GIVEN INSTRUCTION
Output every line of the material below as a JSON list of strings, one string per line, leaving out blank lines.

======== THE DATA

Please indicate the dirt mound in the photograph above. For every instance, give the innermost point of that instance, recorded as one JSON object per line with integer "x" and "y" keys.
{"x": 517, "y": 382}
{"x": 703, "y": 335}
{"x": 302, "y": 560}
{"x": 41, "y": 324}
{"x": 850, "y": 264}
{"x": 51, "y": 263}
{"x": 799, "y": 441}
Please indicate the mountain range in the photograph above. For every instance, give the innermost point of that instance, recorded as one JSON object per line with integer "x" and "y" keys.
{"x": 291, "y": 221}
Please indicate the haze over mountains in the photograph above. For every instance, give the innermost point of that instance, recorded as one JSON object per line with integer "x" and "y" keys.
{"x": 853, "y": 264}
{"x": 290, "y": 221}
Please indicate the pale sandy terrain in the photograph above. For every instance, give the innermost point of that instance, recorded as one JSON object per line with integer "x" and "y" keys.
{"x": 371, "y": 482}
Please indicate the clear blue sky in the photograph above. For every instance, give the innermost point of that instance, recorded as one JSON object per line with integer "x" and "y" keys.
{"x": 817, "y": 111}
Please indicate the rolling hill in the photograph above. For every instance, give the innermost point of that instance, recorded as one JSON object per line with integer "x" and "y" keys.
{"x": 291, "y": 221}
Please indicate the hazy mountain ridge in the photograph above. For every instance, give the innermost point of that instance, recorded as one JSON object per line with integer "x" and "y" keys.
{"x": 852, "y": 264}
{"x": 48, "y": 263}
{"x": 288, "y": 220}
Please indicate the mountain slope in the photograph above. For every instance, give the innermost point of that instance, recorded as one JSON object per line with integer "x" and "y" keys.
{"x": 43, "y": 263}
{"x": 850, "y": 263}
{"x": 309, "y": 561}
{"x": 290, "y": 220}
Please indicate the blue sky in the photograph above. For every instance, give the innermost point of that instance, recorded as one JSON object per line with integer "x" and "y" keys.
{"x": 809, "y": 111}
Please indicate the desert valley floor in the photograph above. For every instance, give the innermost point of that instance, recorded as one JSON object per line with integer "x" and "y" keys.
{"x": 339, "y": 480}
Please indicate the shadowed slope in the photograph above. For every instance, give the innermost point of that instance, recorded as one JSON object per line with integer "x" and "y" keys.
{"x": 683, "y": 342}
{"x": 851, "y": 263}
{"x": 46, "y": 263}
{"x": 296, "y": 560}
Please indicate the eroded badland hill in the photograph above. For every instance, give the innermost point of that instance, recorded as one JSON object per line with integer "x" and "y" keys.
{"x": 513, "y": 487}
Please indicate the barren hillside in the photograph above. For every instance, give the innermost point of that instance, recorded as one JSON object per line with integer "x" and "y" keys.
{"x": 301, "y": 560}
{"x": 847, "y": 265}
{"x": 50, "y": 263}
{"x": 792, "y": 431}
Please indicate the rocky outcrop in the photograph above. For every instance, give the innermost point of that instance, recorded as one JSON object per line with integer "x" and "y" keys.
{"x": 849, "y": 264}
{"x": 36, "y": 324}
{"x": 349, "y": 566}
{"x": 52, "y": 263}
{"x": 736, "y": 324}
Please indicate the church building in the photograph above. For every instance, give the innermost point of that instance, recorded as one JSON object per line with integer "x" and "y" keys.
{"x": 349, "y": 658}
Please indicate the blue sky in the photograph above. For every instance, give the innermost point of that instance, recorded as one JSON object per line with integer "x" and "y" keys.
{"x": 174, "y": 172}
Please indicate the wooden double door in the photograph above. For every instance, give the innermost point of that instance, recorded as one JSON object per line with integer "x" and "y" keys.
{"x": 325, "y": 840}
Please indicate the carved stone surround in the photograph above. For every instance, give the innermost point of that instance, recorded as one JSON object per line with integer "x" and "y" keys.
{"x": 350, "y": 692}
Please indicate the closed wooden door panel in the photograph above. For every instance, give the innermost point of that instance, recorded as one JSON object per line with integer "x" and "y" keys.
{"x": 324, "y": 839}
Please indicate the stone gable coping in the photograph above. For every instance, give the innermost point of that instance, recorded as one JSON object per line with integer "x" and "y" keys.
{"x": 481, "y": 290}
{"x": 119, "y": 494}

================

SOLVED EXERCISE
[
  "Please indicate the dirt mound in the photograph above. For every instance, give the innermost point of that instance, recorded as one JSON object per line with integer \"x\" and \"y\" keys.",
  "{\"x\": 517, \"y\": 382}",
  "{\"x\": 703, \"y\": 335}",
  "{\"x\": 302, \"y\": 560}",
  "{\"x\": 41, \"y\": 324}",
  "{\"x\": 850, \"y\": 264}",
  "{\"x\": 51, \"y\": 263}",
  "{\"x\": 799, \"y\": 441}",
  "Please indicate the mountain range in the photograph above. For every instance, give the innermost point of that instance, recorded as one JSON object per line with integer \"x\" and \"y\" keys.",
  "{\"x\": 291, \"y\": 221}",
  "Please indicate the haze over mountains in the photograph above. For every instance, give the innermost point of that instance, recorded as one JSON object per line with integer \"x\" and \"y\" keys.",
  "{\"x\": 853, \"y\": 264}",
  "{\"x\": 290, \"y\": 221}",
  "Please indicate the pale sandy terrain in the photograph above. For every instance, give the innermost point of that instance, recorded as one JSON object per line with integer \"x\" and \"y\" keys.",
  "{\"x\": 371, \"y\": 482}",
  "Please indicate the clear blue sky in the photograph above. For every instance, give the innermost point of that instance, recorded as one JSON object per line with integer \"x\" and \"y\" keys.",
  "{\"x\": 817, \"y\": 111}",
  "Please indicate the rolling hill in the photograph above. For every instance, give the innermost point of that instance, recorded as one JSON object per line with integer \"x\" and \"y\" keys.",
  "{\"x\": 291, \"y\": 221}",
  "Please indicate the hazy mountain ridge in the photograph above. For every instance, give the innermost point of that instance, recorded as one JSON object per line with integer \"x\" and \"y\" keys.",
  "{\"x\": 852, \"y\": 264}",
  "{\"x\": 48, \"y\": 263}",
  "{\"x\": 288, \"y\": 220}",
  "Please indicate the mountain slope in the photograph above. For every instance, give the innermost point of that instance, recorded as one JSON object per line with integer \"x\" and \"y\" keys.",
  "{\"x\": 43, \"y\": 263}",
  "{\"x\": 850, \"y\": 263}",
  "{\"x\": 309, \"y\": 561}",
  "{\"x\": 290, \"y\": 220}",
  "Please indicate the blue sky in the photograph above. For every instance, give the innermost point of that instance, recorded as one JSON object per line with integer \"x\" and \"y\" keys.",
  "{\"x\": 809, \"y\": 111}",
  "Please indicate the desert valley floor in the photograph above. For every instance, give the innermost point of that instance, recorded as one JSON object per line with integer \"x\" and \"y\" keys.",
  "{\"x\": 339, \"y\": 480}",
  "Please indicate the shadowed slope in the photograph above. For every instance, give the innermost point of that instance, recorded as one JSON object per line with integer \"x\" and \"y\" keys.",
  "{\"x\": 683, \"y\": 342}",
  "{\"x\": 851, \"y\": 263}",
  "{\"x\": 46, \"y\": 263}",
  "{\"x\": 296, \"y\": 560}",
  "Please indicate the eroded badland hill in the photograph above. For every instance, give the innermost point of that instance, recorded as one JSON object per line with integer \"x\" and \"y\" keys.",
  "{\"x\": 513, \"y\": 487}",
  "Please indicate the barren hillside in the photograph above. For every instance, give the innermost point of that instance, recorded as one JSON object per line with integer \"x\" and \"y\" keys.",
  "{\"x\": 301, \"y\": 560}",
  "{\"x\": 847, \"y\": 265}",
  "{\"x\": 50, \"y\": 263}",
  "{\"x\": 792, \"y\": 431}",
  "Please indicate the rocky outcrop in the photograph above. For every instance, give the innermost point of that instance, recorded as one JSON object per line with integer \"x\" and \"y\" keys.",
  "{\"x\": 849, \"y\": 264}",
  "{\"x\": 36, \"y\": 324}",
  "{\"x\": 349, \"y\": 566}",
  "{\"x\": 52, \"y\": 263}",
  "{\"x\": 736, \"y\": 324}",
  "Please indicate the church building in the photograph above. For every instance, give the innermost point of that instance, recorded as one JSON object per line with integer \"x\" and \"y\" keys.",
  "{\"x\": 349, \"y\": 658}",
  "Please indicate the blue sky in the photograph above. For every instance, give the innermost point of that instance, recorded as one JSON object per line with integer \"x\" and \"y\" keys.",
  "{\"x\": 174, \"y\": 172}",
  "Please indicate the wooden double door in the photograph above. For every instance, give the innermost point of that instance, recorded as one JSON object per line with integer \"x\" and \"y\" keys.",
  "{\"x\": 325, \"y\": 840}",
  "Please indicate the carved stone surround in the photograph above. For every instance, give the innermost point of that instance, recorded as one JSON object per line with integer \"x\" and \"y\" keys.",
  "{\"x\": 350, \"y\": 692}",
  "Please indicate the closed wooden door panel in the photograph above. For every instance, give the innermost point of that instance, recorded as one JSON object per line with integer \"x\" and \"y\" keys.",
  "{\"x\": 324, \"y\": 839}",
  "Please indicate the stone gable coping in the photograph above. For every instance, give the innermost point of that instance, recorded as one JSON object per line with integer \"x\" and \"y\" keys.",
  "{\"x\": 481, \"y\": 290}",
  "{\"x\": 119, \"y\": 494}"
]